## Do this
Could you turn the stretch from the start of the records through the line that contains "M 10 192 L 9" into a numbered list, one line per number, leaving out blank lines and anything after that line?

## Data in this exercise
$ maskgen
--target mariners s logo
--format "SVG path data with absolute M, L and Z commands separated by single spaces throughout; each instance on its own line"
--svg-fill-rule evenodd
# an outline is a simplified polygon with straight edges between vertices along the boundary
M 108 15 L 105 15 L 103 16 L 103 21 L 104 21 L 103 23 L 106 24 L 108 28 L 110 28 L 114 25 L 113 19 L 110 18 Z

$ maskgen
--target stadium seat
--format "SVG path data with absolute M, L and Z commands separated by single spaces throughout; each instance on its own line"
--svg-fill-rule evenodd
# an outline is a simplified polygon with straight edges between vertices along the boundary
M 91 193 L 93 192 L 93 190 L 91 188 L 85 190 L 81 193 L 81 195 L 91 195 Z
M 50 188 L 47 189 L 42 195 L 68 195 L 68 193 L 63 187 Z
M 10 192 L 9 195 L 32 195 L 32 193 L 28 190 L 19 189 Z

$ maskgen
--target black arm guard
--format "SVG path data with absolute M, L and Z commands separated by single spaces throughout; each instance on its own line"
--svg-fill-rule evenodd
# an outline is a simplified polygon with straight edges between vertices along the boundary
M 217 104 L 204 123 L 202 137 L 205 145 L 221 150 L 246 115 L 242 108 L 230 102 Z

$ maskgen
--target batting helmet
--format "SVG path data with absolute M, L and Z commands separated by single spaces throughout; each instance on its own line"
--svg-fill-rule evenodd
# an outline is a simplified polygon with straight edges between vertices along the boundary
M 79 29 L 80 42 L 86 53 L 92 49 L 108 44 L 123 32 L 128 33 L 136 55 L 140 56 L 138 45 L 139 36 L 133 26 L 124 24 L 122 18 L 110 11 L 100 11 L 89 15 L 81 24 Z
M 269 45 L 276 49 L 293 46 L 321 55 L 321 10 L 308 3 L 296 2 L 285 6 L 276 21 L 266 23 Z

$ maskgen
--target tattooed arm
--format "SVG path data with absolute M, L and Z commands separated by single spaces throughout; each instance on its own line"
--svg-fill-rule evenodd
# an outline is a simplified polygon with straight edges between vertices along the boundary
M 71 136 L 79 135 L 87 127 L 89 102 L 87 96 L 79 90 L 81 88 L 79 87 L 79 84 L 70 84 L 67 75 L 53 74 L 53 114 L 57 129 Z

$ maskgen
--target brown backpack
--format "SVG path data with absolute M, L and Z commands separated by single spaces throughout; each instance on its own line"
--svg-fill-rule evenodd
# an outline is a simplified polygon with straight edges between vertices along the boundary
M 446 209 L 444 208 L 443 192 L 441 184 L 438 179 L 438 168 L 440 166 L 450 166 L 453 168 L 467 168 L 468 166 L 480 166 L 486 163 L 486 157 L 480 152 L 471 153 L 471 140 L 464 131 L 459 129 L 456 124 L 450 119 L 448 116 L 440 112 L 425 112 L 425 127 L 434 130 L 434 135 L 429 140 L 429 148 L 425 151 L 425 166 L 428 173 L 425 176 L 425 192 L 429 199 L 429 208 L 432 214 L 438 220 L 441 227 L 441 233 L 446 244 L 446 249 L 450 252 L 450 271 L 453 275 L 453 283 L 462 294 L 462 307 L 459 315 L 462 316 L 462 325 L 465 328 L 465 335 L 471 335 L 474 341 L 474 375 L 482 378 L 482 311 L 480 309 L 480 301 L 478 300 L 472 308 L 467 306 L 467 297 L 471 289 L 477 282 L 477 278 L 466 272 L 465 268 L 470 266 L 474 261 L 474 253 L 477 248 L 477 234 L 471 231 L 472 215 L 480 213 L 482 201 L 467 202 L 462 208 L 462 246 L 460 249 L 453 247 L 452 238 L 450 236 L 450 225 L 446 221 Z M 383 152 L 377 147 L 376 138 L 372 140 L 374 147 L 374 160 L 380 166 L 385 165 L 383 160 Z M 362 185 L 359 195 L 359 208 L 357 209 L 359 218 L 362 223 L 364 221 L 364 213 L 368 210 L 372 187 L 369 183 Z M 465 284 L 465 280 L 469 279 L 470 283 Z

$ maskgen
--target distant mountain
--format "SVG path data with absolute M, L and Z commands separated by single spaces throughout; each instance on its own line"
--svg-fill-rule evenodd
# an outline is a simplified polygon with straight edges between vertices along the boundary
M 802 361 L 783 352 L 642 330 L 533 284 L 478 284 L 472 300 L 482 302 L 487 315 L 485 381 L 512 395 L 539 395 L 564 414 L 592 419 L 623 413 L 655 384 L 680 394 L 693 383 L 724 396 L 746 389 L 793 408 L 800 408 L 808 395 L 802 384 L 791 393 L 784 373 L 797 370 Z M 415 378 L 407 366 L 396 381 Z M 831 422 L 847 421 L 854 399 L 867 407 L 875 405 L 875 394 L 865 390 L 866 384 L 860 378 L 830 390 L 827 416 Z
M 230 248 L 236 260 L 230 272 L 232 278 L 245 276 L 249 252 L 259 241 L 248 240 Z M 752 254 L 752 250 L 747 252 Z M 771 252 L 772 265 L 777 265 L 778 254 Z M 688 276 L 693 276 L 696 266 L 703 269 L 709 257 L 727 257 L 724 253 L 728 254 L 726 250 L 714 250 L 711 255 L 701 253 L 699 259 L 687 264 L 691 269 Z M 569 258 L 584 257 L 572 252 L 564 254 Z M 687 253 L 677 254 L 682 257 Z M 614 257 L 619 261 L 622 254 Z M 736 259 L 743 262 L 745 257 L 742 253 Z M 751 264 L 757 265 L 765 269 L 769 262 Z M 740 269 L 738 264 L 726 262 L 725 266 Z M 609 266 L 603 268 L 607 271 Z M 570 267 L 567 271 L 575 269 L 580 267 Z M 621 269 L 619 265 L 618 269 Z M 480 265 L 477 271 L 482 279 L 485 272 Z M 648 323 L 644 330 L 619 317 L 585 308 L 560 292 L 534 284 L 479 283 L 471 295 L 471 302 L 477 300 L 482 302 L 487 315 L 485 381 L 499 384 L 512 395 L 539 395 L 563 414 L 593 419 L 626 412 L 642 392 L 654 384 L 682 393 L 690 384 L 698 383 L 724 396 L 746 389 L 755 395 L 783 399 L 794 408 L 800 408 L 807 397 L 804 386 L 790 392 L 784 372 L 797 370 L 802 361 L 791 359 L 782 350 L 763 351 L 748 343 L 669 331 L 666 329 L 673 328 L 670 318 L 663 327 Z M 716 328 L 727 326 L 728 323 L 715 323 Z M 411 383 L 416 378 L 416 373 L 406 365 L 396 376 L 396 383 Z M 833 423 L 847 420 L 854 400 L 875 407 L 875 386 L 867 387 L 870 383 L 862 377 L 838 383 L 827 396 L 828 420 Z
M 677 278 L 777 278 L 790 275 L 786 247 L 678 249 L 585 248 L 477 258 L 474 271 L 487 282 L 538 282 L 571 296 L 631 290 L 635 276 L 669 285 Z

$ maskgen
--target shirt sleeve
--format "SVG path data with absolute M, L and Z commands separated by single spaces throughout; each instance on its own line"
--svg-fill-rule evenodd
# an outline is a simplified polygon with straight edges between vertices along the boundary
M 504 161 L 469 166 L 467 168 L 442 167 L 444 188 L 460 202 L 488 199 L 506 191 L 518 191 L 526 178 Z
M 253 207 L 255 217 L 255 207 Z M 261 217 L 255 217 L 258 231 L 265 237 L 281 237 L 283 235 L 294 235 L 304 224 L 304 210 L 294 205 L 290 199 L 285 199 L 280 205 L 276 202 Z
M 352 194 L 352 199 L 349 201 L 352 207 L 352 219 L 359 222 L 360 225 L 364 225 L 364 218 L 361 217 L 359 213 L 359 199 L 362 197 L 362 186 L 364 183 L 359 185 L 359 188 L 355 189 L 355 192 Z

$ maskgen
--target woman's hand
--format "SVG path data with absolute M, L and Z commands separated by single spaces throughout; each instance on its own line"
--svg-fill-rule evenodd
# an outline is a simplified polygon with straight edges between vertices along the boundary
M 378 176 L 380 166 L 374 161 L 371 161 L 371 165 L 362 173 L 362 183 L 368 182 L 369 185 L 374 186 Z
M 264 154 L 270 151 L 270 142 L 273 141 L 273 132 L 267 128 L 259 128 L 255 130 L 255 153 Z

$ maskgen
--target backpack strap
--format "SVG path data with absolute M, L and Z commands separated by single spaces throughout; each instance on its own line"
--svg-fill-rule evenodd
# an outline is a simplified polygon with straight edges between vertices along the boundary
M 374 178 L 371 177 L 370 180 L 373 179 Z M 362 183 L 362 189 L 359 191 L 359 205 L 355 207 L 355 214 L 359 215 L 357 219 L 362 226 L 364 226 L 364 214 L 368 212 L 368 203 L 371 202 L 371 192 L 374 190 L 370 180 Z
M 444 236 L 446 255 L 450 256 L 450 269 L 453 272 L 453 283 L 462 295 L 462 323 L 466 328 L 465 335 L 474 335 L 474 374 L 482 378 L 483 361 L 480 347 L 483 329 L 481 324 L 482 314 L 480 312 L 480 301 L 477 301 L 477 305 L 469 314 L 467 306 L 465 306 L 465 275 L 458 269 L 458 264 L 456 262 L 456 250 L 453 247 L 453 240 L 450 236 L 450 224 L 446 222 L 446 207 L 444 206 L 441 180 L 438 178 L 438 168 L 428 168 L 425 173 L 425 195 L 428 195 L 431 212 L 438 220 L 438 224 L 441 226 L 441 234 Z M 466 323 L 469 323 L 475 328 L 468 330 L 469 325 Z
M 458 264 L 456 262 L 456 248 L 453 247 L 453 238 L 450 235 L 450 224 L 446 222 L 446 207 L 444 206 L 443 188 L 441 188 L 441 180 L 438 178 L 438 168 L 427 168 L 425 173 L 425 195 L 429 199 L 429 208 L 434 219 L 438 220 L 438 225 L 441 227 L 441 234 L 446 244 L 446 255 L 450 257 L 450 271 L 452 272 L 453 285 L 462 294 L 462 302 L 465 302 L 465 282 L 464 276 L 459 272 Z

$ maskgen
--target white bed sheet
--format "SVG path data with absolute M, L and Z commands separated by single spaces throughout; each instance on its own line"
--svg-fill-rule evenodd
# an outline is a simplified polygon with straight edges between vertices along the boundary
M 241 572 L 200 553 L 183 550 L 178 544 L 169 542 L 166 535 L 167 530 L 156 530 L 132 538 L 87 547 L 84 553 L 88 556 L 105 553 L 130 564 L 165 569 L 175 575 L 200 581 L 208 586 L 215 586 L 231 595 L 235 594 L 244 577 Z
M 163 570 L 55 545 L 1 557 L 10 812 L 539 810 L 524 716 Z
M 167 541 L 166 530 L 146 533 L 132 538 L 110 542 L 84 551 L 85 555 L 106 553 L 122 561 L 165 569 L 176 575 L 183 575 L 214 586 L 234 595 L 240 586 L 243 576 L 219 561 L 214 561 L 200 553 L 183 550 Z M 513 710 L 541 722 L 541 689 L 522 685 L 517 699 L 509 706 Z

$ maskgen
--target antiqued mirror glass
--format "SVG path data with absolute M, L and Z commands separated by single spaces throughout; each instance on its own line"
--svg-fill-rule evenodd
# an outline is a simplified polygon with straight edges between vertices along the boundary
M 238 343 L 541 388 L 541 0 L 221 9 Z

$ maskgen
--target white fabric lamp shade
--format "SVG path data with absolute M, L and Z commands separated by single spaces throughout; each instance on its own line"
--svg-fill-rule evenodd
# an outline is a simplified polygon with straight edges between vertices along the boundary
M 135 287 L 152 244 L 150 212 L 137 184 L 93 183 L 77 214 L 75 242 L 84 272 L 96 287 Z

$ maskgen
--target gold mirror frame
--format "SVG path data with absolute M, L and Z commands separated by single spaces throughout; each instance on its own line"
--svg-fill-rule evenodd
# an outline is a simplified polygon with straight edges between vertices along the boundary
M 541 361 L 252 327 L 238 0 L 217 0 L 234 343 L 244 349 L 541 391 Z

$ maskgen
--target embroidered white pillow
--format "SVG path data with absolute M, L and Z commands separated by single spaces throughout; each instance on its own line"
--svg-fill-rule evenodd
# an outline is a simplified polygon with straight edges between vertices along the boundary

## The completed task
1. $ maskgen
2. --target mariners s logo
3. --format "SVG path data with absolute M, L and Z commands separated by single spaces throughout; each instance on its own line"
4. --svg-fill-rule evenodd
5. # an outline is a simplified polygon with straight edges between vertices along the boundary
6. M 108 15 L 105 15 L 103 16 L 103 21 L 104 21 L 103 23 L 106 24 L 108 28 L 110 28 L 114 25 L 113 19 L 110 18 Z
7. $ maskgen
8. --target stadium seat
9. --format "SVG path data with absolute M, L and Z commands separated by single spaces throughout; each instance on its own line"
10. --svg-fill-rule evenodd
11. # an outline is a simplified polygon with straight edges between vertices along the boundary
12. M 91 193 L 93 192 L 93 190 L 91 188 L 85 190 L 81 193 L 81 195 L 91 195 Z
13. M 50 188 L 47 189 L 42 195 L 68 195 L 68 193 L 63 187 Z
14. M 10 192 L 9 195 L 32 195 L 32 193 L 28 190 L 19 189 Z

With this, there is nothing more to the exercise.